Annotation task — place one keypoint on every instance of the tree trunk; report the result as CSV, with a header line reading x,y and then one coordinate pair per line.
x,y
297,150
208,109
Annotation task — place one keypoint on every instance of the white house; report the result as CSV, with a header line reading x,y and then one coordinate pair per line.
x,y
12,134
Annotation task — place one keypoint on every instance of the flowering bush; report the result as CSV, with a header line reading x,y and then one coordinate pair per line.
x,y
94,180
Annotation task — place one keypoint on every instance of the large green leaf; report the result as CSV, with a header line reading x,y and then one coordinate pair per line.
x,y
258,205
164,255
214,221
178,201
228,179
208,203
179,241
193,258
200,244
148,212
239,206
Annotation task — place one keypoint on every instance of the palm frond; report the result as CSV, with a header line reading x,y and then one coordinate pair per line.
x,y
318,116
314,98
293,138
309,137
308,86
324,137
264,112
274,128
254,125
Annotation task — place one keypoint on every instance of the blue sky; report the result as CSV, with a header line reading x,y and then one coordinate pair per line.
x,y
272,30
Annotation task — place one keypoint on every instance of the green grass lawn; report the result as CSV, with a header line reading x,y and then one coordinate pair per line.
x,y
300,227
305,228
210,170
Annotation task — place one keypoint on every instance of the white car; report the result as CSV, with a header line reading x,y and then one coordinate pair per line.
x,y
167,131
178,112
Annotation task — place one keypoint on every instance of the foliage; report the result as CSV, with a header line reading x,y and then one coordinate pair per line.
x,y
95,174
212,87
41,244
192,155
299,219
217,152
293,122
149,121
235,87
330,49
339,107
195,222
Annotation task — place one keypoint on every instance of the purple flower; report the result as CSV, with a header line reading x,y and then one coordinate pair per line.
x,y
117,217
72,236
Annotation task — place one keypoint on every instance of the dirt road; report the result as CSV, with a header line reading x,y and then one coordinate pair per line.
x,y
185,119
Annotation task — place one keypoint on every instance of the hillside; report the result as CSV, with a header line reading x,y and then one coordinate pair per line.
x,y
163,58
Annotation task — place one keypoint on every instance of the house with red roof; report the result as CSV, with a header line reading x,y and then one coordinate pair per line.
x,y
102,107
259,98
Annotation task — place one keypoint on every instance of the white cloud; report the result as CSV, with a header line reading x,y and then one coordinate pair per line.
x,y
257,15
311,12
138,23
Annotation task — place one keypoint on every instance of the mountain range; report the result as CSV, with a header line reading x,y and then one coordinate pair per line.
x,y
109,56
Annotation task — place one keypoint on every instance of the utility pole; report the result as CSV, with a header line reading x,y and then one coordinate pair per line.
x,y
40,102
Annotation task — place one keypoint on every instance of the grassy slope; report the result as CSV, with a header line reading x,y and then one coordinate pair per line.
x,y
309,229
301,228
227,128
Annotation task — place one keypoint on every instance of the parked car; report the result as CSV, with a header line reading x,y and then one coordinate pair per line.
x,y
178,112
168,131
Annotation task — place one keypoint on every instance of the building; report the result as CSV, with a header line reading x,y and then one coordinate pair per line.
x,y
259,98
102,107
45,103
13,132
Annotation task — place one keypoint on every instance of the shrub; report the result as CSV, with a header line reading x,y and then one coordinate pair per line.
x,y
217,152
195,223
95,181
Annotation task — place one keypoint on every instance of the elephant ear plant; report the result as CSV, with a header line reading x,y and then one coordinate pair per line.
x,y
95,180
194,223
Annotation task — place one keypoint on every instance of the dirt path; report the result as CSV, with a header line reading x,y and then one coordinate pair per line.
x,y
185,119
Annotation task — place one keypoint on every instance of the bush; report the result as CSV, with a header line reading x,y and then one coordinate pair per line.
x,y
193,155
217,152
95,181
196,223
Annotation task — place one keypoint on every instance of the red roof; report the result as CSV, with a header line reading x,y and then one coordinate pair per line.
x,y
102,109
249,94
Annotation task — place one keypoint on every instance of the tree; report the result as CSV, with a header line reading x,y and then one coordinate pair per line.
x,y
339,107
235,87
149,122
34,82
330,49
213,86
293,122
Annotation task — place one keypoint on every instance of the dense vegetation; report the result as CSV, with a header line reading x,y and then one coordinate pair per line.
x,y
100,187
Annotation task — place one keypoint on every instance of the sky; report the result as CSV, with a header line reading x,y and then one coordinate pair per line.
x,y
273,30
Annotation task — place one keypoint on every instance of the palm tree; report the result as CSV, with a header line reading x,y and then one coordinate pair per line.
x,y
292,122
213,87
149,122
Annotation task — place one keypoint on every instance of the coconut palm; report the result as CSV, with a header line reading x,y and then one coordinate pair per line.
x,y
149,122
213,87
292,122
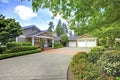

- TASK GOAL
An exact copy of the lines from the one with "the palm tree;" through the end of the records: produce that and nothing more, leaving out the pictures.

- RESULT
Annotation task — place one keypoint on every instance of the palm tree; report the result as CSV, with a header line reading x,y and then one coordinate pair per line.
x,y
292,122
213,87
149,122
Annotation task — place one keypoint on every instance of the coconut palm; report the result as CSV, with a header line reading x,y and then one coordinate pair per line.
x,y
149,122
213,87
292,122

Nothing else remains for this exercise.